» CONSEGNA A: Trascrivi dal brano sul Nediško il tratto che va da "Riproposta di un" fino a "dall’Istituto Slavia Viva." compreso.
» CONSEGNA B: Traduci in inglese questa frase del brano sul Nediško: "Ogni lavoro merita rispetto, attenzione ed apprezzamento se non altro per la fatica profusa, per il tempo speso, per l’ingegno impiegato e poi per la dedizione, la passione, le convinzioni che ne stanno alla base."

» BRANO FORNITO:
======

29 mar 2015

Il «Nediško»? Un teorema costruito su un falso assioma

Riproposta di un articolo del 2012 sempre di attualità
Ogni lavoro merita rispetto, attenzione ed apprezzamento se non altro per la fatica profusa, per il tempo speso, per l’ingegno impiegato e poi per la dedizione, la passione, le convinzioni che ne stanno alla base. Gli stessi sentimenti merita l’opera in tre volumi di Nino Špehonja: «Nediška gramatika», «Besednjak Nediško – Taljansko», «Vocabolario Italiano – Nediško», editi (da chi?) con i contributi previsti dalla legge regionale 27/2007 di tutela della minoranza slovena e presentati di recente a San Pietro al Natisone nel corso di un convegno organizzato dall’Istituto Slavia Viva.

======

» MATERIALE MOSTRATO:
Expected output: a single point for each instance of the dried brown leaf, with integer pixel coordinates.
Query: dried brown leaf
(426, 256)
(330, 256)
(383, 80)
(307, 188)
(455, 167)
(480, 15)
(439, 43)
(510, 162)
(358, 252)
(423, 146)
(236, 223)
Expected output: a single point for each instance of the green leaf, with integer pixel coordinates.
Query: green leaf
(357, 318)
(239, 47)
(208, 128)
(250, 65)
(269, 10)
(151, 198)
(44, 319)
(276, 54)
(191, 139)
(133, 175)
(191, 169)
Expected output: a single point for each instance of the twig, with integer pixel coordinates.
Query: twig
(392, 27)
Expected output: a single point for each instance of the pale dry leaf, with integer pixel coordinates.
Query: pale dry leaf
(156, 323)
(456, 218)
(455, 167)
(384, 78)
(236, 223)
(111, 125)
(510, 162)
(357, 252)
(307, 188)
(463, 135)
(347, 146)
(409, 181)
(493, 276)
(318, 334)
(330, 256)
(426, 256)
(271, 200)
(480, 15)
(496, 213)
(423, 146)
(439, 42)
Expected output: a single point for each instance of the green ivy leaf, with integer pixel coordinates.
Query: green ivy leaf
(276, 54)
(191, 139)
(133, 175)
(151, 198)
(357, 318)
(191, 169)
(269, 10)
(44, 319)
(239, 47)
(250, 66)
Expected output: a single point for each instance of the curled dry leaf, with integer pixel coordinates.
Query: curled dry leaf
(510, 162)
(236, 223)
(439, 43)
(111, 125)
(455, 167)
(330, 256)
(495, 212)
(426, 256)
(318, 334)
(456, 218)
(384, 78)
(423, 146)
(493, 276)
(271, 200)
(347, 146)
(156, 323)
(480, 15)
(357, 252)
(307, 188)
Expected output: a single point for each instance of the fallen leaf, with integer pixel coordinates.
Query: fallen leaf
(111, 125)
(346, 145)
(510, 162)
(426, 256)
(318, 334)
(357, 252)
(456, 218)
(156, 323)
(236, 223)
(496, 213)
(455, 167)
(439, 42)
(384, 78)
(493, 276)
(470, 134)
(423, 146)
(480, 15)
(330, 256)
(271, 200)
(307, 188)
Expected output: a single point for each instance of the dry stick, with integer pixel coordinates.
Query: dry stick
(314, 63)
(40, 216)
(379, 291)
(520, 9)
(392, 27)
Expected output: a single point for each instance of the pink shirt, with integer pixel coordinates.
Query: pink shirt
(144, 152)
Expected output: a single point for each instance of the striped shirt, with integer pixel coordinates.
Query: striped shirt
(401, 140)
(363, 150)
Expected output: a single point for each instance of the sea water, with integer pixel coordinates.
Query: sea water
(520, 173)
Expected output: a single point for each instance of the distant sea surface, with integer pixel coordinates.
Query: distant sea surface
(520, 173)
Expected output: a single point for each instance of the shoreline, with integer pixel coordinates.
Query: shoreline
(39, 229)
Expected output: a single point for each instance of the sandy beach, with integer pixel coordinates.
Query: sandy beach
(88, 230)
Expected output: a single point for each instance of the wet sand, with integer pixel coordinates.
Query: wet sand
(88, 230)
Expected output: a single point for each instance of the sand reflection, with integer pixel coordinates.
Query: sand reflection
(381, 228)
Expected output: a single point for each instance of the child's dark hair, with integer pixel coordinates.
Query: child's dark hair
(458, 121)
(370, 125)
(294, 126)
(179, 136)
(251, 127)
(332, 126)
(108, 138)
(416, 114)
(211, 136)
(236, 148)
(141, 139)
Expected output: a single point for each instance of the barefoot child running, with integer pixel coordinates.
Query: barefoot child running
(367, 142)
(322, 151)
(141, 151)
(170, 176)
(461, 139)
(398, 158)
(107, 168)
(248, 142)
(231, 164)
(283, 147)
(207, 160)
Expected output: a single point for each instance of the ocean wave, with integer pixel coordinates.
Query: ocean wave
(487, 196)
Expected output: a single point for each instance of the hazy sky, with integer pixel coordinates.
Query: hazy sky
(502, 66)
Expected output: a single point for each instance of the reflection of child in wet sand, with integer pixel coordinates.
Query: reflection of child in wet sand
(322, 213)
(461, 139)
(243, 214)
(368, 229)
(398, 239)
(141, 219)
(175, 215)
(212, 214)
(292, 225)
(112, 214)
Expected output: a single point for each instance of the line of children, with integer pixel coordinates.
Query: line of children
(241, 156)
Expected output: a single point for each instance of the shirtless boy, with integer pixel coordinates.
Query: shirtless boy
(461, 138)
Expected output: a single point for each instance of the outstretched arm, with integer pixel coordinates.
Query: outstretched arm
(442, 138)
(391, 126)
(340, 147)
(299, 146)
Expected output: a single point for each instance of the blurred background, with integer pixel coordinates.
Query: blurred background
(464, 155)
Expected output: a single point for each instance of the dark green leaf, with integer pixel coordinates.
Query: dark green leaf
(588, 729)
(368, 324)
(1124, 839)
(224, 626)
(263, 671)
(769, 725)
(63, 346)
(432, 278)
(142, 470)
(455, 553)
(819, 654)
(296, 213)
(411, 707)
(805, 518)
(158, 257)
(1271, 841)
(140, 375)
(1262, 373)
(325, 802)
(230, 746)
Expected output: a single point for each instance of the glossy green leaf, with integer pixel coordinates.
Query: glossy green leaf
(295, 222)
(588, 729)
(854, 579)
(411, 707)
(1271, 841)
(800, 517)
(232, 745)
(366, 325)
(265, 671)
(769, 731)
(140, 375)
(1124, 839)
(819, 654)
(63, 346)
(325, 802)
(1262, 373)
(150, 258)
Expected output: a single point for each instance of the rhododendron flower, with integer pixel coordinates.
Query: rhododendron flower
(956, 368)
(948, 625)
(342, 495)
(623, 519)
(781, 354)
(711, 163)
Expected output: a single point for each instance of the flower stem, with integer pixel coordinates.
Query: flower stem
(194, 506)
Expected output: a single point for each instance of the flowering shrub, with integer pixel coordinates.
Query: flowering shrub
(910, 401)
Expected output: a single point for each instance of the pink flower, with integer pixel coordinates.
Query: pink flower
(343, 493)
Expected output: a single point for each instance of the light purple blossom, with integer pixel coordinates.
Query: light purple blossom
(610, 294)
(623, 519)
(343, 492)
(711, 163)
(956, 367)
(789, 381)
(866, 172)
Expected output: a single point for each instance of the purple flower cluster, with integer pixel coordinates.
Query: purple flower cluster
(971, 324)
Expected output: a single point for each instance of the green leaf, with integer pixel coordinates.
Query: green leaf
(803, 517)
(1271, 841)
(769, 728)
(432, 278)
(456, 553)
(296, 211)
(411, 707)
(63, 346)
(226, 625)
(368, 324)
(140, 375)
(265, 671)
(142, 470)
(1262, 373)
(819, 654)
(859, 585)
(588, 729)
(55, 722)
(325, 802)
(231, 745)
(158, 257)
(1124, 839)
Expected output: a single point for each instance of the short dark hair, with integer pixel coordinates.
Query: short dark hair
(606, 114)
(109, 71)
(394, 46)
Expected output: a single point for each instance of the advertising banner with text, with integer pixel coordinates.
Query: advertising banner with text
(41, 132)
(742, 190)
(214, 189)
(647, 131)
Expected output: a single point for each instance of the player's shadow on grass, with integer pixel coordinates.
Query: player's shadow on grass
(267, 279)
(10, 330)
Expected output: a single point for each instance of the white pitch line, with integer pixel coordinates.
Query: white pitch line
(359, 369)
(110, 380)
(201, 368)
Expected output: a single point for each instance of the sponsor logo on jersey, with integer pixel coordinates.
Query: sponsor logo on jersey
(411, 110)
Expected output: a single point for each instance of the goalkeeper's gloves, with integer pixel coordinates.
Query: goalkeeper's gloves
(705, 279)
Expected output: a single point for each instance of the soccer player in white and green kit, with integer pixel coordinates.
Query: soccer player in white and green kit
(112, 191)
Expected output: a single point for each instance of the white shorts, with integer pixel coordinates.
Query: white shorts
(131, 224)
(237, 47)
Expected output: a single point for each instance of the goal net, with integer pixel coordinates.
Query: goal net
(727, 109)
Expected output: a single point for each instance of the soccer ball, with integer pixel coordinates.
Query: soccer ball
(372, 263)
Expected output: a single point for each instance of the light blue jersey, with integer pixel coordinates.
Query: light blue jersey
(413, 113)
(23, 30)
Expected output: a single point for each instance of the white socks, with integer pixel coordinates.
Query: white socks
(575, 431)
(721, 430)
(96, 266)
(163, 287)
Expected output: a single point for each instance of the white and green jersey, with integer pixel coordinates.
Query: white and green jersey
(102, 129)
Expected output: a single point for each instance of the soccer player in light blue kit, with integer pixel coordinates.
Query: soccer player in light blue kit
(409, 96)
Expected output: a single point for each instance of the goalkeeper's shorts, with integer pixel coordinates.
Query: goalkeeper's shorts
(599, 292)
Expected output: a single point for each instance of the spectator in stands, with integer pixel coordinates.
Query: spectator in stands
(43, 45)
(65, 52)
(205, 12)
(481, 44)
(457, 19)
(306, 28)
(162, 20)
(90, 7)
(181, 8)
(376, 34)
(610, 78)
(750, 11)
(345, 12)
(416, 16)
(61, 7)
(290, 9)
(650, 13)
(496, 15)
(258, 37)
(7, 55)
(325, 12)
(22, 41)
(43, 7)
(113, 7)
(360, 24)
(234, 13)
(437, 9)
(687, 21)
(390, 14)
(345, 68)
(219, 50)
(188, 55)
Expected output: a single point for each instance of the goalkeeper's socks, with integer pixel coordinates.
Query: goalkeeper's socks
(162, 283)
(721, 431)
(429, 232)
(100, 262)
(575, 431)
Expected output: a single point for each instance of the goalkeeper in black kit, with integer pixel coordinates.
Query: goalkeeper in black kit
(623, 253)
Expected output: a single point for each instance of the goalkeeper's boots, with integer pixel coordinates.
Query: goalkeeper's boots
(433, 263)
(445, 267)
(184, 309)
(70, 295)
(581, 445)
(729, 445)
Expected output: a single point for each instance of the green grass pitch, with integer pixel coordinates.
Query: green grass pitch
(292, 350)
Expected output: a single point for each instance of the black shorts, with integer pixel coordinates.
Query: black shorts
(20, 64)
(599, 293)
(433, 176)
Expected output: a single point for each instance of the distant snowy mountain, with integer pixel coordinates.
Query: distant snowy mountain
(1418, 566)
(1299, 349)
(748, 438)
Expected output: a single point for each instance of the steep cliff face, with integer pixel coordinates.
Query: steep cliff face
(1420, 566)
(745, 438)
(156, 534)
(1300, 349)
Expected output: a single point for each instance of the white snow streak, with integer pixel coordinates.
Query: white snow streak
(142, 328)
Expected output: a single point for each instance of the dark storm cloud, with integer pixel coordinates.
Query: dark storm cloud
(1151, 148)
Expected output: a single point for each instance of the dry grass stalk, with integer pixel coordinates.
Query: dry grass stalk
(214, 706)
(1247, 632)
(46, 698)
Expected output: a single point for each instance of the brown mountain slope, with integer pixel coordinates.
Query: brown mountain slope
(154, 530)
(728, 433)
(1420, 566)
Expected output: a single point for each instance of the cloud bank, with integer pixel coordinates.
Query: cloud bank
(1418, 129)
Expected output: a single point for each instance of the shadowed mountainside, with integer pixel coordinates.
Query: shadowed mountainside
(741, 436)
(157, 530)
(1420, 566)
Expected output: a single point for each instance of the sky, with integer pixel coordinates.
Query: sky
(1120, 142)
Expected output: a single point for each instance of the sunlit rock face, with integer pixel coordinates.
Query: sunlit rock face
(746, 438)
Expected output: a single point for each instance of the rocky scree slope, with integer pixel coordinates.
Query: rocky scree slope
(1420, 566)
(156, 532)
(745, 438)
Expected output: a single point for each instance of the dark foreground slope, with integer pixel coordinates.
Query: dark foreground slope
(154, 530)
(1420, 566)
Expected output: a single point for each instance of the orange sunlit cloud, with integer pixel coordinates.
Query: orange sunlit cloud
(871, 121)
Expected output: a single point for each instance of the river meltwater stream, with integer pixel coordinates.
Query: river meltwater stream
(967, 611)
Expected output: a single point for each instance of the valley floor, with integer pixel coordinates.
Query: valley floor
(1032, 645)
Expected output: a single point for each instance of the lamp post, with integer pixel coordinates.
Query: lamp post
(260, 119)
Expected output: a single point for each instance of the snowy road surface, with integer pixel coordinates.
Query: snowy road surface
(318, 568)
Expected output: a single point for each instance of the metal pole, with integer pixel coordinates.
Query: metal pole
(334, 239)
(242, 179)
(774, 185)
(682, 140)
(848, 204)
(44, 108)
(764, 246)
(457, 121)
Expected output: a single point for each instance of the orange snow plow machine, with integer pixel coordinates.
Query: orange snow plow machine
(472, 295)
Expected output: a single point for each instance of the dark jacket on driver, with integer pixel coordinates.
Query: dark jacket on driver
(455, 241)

======

» RISPOSTA ATTESA A:
Riproposta di un articolo del 2012 sempre di attualità
Ogni lavoro merita rispetto, attenzione ed apprezzamento se non altro per la fatica profusa, per il tempo speso, per l’ingegno impiegato e poi per la dedizione, la passione, le convinzioni che ne stanno alla base. Gli stessi sentimenti merita l’opera in tre volumi di Nino Špehonja: «Nediška gramatika», «Besednjak Nediško – Taljansko», «Vocabolario Italiano – Nediško», editi (da chi?) con i contributi previsti dalla legge regionale 27/2007 di tutela della minoranza slovena e presentati di recente a San Pietro al Natisone nel corso di un convegno organizzato dall’Istituto Slavia Viva.

» RISPOSTA ATTESA B: Every work deserves respect, attention and appreciation, if only for the effort poured into it, the time spent and the ingenuity employed, and then for the dedication, the passion and the convictions that underlie it.